» TASK OBJECTIVE:
Look through the entries that follow and return each line that has the string "white".

*** Opening THE INPUT ***

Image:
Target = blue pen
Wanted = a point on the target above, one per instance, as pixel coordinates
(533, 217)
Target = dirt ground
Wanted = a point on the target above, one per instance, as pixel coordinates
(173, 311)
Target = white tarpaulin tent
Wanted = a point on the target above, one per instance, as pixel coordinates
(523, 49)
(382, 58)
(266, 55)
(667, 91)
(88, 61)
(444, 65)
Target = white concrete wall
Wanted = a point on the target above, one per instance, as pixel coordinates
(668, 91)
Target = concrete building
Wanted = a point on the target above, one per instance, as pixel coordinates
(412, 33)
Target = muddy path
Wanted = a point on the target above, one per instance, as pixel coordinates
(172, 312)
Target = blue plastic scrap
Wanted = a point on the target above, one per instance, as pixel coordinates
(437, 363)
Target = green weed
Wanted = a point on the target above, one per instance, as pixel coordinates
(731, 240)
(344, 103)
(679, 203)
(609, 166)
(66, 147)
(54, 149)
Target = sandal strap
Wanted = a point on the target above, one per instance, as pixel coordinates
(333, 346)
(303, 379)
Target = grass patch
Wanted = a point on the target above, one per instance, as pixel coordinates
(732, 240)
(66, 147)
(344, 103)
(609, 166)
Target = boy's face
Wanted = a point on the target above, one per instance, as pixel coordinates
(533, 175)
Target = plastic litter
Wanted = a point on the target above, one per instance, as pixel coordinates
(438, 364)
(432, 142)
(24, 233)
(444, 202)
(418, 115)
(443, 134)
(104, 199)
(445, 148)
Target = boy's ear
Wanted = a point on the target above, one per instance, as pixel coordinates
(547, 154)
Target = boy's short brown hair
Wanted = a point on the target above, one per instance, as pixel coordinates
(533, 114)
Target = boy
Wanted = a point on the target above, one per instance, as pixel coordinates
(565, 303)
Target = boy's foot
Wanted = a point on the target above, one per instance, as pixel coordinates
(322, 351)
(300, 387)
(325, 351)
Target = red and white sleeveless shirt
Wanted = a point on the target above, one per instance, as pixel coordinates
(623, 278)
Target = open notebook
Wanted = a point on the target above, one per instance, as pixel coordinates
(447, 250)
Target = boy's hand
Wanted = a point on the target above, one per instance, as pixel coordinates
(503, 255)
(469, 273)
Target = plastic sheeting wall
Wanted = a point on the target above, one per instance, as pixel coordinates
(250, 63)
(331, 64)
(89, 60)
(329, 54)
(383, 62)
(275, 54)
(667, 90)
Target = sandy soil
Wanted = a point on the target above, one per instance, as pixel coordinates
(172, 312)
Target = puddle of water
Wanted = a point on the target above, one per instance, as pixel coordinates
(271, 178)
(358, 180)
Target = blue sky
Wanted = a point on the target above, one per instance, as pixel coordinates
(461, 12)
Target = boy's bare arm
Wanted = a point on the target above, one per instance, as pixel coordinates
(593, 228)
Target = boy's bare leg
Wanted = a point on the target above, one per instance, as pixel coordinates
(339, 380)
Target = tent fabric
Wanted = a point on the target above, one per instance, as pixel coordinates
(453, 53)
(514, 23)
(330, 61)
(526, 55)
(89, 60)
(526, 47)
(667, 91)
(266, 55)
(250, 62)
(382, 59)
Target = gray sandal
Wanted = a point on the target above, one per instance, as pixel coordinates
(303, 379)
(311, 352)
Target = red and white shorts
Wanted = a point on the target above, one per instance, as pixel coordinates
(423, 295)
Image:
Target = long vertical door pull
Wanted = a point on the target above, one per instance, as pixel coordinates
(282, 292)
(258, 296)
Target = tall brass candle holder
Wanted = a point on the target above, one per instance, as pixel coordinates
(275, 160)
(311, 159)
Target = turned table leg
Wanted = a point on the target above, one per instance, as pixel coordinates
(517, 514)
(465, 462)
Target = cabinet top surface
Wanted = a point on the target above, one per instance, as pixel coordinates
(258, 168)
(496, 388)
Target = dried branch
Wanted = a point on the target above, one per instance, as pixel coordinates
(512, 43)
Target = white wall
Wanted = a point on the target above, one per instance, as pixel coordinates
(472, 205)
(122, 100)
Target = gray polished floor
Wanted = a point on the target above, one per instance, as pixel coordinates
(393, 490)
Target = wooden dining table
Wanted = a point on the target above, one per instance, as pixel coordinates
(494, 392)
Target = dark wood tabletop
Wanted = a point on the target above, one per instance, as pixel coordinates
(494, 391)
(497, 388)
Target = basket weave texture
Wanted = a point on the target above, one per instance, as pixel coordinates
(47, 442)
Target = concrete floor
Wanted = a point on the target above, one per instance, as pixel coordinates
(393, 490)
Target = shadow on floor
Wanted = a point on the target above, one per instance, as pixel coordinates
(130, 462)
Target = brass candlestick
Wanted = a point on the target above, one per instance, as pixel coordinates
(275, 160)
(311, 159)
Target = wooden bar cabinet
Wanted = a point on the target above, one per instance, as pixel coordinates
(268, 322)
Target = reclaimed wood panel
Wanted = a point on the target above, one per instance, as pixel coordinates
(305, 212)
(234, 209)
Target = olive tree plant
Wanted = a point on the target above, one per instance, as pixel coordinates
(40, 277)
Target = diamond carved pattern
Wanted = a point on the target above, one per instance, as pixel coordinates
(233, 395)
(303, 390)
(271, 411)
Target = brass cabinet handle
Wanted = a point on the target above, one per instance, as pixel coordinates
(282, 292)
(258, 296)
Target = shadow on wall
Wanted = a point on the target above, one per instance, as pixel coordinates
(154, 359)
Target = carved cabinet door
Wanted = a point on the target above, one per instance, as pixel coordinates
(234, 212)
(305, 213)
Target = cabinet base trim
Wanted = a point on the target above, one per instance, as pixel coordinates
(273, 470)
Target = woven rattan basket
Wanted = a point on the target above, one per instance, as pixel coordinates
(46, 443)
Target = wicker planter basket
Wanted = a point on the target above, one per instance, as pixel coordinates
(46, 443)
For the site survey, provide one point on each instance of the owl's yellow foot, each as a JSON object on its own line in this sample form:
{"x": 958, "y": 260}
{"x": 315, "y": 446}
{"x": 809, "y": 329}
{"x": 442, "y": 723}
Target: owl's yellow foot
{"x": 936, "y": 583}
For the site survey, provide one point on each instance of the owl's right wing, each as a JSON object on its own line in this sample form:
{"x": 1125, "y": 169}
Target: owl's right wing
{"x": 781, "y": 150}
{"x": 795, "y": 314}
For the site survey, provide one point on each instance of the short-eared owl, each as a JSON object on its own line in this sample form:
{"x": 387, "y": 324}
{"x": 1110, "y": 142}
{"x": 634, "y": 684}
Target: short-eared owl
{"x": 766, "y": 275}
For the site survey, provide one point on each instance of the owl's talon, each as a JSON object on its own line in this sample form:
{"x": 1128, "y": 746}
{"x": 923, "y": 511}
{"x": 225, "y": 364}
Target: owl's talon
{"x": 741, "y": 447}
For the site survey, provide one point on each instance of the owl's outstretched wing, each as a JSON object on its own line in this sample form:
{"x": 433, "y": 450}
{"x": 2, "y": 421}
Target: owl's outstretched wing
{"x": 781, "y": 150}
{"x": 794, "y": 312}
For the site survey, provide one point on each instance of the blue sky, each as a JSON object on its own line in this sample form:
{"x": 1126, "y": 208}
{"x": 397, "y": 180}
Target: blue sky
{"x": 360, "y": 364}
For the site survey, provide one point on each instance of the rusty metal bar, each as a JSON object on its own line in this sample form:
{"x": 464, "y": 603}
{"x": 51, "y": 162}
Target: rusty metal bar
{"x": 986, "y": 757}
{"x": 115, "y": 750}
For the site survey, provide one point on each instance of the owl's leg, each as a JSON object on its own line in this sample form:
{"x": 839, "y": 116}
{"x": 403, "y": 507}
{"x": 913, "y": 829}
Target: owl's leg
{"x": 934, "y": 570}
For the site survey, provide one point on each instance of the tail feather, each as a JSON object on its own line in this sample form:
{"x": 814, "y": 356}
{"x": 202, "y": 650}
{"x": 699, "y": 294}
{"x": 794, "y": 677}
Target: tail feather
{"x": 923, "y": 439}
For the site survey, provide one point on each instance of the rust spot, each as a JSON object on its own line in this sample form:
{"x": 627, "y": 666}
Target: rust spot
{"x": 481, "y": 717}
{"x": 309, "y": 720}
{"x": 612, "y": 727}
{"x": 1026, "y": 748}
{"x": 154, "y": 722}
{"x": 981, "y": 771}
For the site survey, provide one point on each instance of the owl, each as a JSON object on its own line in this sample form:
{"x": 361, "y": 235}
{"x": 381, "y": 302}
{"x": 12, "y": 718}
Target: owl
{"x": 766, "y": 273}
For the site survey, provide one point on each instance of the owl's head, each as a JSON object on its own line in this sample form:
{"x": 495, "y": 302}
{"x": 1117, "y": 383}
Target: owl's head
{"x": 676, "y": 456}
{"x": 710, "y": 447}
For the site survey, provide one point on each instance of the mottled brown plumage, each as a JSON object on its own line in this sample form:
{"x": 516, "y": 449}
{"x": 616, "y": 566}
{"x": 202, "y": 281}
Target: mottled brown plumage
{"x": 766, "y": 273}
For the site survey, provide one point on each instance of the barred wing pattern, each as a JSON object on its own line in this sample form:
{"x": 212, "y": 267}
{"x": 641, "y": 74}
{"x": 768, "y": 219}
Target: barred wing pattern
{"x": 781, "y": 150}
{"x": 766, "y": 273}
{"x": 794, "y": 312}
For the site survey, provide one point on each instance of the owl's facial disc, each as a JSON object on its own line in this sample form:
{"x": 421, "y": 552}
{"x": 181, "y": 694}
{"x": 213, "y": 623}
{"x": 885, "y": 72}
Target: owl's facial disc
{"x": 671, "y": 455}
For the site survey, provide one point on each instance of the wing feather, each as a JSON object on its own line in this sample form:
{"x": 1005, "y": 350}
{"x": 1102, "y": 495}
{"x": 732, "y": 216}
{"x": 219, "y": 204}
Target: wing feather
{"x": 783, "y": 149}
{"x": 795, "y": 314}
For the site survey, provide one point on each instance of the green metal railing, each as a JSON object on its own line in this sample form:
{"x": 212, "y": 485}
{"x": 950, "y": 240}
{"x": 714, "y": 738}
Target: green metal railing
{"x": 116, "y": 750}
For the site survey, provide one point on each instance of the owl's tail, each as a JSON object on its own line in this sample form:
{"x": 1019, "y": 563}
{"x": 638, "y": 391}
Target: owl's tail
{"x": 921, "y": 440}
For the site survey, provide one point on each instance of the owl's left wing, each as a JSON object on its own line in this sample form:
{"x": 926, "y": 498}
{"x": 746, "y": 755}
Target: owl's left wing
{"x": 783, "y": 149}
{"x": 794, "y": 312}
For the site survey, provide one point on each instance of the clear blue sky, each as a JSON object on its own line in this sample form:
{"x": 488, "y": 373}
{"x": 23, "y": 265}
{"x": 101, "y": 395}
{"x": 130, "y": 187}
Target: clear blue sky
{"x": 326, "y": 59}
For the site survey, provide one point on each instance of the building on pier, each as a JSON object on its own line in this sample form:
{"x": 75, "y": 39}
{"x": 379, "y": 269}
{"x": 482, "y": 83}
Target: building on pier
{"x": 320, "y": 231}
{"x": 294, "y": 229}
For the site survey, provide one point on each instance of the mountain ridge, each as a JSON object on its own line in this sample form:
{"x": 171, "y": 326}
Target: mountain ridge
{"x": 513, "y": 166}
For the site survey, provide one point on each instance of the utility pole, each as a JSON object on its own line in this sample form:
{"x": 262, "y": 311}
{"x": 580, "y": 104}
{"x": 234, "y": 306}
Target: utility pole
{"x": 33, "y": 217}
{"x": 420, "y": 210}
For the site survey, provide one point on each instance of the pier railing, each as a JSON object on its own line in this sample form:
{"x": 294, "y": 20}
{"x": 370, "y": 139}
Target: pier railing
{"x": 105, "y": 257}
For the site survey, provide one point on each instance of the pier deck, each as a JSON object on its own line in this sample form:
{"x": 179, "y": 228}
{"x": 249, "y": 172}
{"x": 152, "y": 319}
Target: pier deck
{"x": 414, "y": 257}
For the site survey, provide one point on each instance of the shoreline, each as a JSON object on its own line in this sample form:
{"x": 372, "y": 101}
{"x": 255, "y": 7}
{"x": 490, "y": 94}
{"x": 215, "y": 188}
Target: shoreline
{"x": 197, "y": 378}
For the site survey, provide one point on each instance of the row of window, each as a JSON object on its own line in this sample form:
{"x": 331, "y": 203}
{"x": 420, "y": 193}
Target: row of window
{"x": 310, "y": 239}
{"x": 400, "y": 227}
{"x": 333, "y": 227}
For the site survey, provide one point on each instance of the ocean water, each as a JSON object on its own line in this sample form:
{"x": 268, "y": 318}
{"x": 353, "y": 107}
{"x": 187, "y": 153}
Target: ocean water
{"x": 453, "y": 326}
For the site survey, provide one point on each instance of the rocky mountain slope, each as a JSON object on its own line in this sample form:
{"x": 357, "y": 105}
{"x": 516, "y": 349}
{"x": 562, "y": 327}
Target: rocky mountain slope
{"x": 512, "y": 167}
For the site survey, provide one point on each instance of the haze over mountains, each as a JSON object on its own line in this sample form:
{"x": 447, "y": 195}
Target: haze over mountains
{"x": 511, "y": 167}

*** Closing THE INPUT ***

» ANSWER FOR THE TASK:
Target = white tarpaulin tent
Target = white concrete wall
Target = red and white sleeveless shirt
Target = red and white shorts
Target = white wall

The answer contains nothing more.